■ Source text ■
*** Begin section ***

Leff observed that high-quality clinical HBHC programs represent what healthcare reform seeks to achieve: delivery of efficient, cost-effective, and individualized patient-centric care.
Albuquerque, New Mexico-based Presbyterian Healthcare Services worked with Leff to develop a home-based care program adapted from the Johns Hopkins Hospital at Home® model. Leff and his co-authors made these points in the study abstract.
The year-long study involved 323 patients who were sick enough to require hospitalization, but who opted instead for home-based hospital care. The researchers compared those patients with 1,048 hospital inpatients, noted the Johns Hopkins press release.
The most common diagnosis for both groups was pneumonia. Other conditions included congestive heart failure, cellulitis, deep vein thrombosis, pulmonary embolism, urinary tract infection, nausea, vomiting, and dehydration.
The HBHC patients lived within a 25-mile radius of an emergency department run by Presbyterian. All the homes met validated medical eligibility criteria to ensure patient safety. The patients received daily physician visits for medical care, diagnosis, and care plan coordination. Nurse visits occurred once or twice daily. Some of the nurse duties included:
- patient assessment,
- conducting routine clinical laboratory tests,
- administering infusions and other medications, and
- performing ordered care procedures.

*** End section ***

■ What you are asked to do ■
In the text on home-based hospital care, how many patients opted for home-based hospital care in the year-long study?

■ Information provided ■
*** Begin section ***

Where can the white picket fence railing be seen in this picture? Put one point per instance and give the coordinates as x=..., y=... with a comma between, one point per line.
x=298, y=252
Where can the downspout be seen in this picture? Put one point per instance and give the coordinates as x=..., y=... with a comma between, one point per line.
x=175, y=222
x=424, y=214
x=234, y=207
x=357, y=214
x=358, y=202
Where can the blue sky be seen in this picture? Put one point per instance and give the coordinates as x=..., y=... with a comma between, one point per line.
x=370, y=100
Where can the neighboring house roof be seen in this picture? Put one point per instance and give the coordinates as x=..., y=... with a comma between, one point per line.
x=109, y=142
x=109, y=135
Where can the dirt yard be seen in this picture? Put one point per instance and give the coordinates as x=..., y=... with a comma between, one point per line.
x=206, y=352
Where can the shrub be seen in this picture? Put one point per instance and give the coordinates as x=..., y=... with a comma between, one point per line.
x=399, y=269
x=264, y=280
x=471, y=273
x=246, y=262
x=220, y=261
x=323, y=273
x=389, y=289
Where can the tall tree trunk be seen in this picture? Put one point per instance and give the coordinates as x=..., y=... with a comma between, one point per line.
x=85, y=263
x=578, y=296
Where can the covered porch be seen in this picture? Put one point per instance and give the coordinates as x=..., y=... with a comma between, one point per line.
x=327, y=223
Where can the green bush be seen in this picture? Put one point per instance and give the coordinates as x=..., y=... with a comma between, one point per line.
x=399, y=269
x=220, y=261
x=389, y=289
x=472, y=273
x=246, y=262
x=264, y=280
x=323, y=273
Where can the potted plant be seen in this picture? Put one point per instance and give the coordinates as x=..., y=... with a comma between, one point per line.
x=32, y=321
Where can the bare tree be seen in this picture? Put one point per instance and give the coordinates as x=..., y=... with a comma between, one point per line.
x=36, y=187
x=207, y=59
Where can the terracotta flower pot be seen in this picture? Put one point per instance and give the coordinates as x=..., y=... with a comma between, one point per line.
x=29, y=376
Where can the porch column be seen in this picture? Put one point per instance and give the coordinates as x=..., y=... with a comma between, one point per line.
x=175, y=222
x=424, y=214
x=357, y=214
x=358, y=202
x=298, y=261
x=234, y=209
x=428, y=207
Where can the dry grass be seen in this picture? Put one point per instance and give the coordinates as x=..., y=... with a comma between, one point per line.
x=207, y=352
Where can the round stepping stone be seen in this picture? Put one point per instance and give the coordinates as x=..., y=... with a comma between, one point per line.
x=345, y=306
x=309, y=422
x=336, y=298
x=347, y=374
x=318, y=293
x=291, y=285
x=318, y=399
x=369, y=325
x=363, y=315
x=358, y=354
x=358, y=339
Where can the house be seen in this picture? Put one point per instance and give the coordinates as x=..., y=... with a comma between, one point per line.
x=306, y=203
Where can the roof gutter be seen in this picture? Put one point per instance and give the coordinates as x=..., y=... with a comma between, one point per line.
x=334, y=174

*** End section ***

■ Task output ■
323 patients.